• LISTED ENTRIES:
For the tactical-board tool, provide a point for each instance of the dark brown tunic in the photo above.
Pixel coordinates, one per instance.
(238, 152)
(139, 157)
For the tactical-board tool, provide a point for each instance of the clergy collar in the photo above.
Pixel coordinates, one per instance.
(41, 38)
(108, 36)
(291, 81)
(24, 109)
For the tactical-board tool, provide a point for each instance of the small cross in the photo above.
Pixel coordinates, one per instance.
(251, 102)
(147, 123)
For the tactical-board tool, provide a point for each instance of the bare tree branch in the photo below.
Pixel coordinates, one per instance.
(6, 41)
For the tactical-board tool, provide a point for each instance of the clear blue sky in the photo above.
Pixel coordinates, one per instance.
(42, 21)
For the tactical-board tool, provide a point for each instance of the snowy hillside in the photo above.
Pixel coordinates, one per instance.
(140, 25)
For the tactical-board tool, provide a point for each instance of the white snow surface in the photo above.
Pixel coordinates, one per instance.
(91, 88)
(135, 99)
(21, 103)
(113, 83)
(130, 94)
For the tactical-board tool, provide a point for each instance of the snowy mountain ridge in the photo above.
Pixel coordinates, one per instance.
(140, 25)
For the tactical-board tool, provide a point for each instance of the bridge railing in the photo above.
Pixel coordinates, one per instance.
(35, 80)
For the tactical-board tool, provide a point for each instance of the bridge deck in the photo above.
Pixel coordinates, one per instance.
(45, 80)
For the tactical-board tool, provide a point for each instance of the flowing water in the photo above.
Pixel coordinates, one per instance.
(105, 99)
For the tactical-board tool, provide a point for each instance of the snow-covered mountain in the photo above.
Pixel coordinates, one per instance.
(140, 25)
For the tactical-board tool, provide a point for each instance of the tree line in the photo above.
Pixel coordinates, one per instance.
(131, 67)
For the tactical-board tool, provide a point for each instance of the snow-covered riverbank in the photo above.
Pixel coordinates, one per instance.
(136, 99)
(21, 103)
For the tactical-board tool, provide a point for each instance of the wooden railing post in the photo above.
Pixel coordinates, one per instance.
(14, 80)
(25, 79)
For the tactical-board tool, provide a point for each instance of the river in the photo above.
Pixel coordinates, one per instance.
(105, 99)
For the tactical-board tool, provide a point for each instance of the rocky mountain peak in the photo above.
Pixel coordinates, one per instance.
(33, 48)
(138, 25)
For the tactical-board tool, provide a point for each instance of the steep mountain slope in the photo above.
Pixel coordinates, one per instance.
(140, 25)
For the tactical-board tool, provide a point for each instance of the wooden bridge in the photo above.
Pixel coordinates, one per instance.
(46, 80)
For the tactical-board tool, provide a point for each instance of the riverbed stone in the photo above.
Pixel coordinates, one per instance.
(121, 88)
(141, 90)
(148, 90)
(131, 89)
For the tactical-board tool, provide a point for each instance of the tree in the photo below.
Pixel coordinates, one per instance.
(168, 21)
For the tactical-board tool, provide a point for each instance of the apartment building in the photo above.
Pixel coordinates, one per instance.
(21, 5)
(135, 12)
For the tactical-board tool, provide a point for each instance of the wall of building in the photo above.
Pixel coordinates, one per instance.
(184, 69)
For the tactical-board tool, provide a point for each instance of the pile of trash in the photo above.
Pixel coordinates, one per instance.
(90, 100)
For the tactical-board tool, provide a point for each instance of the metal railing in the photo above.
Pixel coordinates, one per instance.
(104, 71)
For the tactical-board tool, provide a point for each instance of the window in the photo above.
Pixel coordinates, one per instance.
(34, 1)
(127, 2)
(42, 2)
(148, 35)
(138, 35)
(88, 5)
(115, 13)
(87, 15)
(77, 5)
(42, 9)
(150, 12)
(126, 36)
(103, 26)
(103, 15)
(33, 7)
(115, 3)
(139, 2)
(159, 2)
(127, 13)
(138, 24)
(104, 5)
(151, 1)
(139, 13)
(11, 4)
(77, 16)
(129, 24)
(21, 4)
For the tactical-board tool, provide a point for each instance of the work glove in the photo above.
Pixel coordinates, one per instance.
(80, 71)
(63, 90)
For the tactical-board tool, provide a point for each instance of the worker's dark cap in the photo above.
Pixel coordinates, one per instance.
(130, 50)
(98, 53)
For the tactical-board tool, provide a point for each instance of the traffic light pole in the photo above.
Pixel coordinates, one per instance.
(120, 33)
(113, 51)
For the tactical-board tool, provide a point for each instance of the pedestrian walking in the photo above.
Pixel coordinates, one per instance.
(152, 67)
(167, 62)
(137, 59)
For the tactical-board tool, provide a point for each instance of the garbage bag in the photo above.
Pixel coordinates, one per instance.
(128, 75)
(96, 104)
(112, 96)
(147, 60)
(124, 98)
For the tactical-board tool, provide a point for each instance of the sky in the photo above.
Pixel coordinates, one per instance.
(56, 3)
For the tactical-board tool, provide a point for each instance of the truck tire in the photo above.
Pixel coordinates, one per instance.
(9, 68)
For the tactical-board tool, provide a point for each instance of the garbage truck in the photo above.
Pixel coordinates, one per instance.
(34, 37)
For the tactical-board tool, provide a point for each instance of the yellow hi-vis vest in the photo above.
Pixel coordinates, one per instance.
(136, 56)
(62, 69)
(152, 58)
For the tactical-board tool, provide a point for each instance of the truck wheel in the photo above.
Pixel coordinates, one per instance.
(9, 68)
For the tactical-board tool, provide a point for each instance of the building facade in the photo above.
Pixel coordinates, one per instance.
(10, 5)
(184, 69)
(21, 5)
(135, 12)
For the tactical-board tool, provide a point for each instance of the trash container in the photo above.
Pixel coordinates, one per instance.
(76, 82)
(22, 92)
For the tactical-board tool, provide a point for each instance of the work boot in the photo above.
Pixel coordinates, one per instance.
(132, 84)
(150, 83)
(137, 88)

* * *

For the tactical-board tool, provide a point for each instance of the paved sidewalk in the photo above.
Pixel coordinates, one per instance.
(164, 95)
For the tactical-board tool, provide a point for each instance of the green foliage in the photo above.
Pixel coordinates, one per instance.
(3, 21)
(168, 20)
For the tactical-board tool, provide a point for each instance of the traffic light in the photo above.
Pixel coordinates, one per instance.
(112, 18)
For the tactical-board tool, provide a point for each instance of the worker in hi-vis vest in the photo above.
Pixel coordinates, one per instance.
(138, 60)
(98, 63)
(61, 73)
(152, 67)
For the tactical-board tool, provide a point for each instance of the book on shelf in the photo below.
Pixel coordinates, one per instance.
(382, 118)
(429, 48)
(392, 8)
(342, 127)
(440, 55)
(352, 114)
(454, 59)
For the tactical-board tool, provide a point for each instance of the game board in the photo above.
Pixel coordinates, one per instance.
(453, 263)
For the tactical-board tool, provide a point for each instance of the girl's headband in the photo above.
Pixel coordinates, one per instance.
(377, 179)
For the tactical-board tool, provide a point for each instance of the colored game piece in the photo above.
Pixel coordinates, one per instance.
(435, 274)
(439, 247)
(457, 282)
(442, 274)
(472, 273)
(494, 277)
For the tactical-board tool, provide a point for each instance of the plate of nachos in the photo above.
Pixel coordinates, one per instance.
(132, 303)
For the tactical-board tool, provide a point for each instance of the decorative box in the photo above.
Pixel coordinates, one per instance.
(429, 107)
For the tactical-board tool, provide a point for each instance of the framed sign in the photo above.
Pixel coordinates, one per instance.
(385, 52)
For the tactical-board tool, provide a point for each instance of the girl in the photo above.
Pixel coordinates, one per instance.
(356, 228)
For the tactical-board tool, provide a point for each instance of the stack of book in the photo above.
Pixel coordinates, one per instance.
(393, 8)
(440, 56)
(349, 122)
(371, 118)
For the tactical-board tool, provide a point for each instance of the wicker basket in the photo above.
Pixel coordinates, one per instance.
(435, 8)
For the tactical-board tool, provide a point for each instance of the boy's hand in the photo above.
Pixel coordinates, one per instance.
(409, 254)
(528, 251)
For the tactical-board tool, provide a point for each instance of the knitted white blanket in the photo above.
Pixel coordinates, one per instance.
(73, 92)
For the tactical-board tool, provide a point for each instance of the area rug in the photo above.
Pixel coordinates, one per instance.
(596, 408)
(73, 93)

...

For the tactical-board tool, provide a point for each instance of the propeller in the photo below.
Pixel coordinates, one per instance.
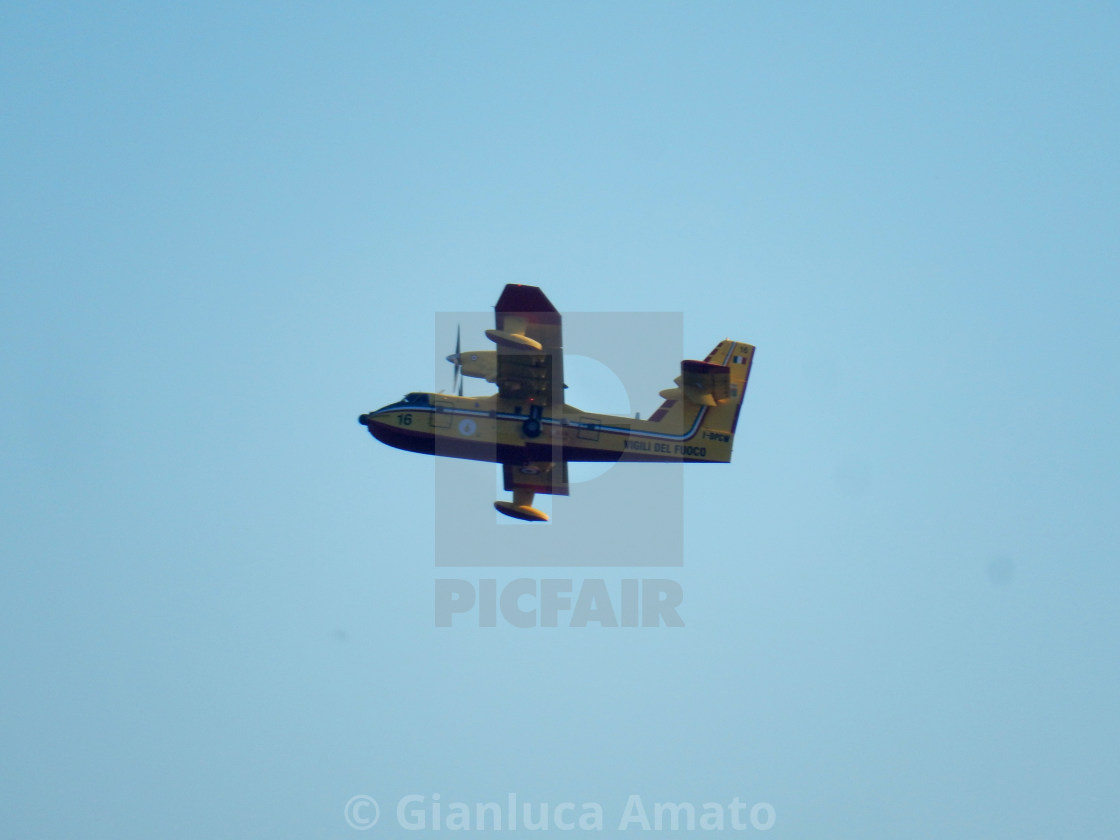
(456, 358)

• PROBLEM DESCRIPTION:
Extract every line of the records above that contains the string "book". Case counts.

• ANSWER TO THIS PROBLEM:
For the tactical-board tool, provide a point for each instance of the book on shelf in the photo below.
For the tactical-board tool, provide a point for each instance of the stack of book in the photo above.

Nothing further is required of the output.